Exercise prompt: Repeat the following lines word for word, leaving out the picture.

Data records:
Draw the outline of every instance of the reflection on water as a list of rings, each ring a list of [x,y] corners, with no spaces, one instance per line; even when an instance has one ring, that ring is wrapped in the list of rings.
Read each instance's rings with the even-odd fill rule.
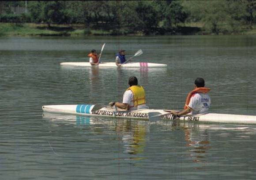
[[[97,125],[107,125],[113,130],[122,141],[124,152],[131,155],[142,154],[146,141],[146,134],[149,133],[149,123],[143,121],[126,119],[108,119],[79,115],[60,115],[47,112],[43,114],[44,118],[51,120],[54,124],[62,126],[62,123],[75,124],[78,126],[87,126],[94,132],[99,133]],[[102,131],[102,133],[104,132]],[[87,132],[88,133],[88,132]],[[141,159],[140,157],[131,158],[133,160]]]

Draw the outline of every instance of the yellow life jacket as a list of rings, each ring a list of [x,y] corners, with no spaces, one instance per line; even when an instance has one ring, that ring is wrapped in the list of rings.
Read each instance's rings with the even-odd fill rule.
[[[137,107],[139,105],[146,104],[146,97],[144,88],[141,86],[132,86],[126,90],[131,90],[133,94],[134,105],[130,107]]]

Solution below:
Draw the outline of every instance of the reflection on water as a list of rings, each ring a list of [x,y] corners, with no spaces, one instance per line; even when an instance has one ring, that ring is wrapped in the list of rings.
Read each instance's rings with the even-odd fill rule.
[[[97,125],[107,125],[113,130],[122,141],[124,152],[131,155],[142,154],[146,141],[146,134],[149,133],[149,123],[143,121],[126,119],[108,119],[79,115],[60,115],[47,112],[43,114],[44,118],[51,120],[54,124],[62,126],[62,123],[75,124],[78,126],[87,126],[94,132],[99,133]],[[102,131],[102,133],[104,132]],[[87,132],[88,133],[88,132]],[[141,159],[140,157],[131,158],[133,160]]]

Draw the outline of every instance of the yellow life jacket as a list of rings, each ring a list of [x,y] corners, with no spaces, one instance per line; even when an instance has one ring, that ring is wrapped in the list of rings.
Read each instance's rings with the even-odd fill rule.
[[[137,107],[139,105],[146,104],[146,97],[144,88],[141,86],[132,86],[126,90],[131,90],[133,94],[134,105],[130,107]]]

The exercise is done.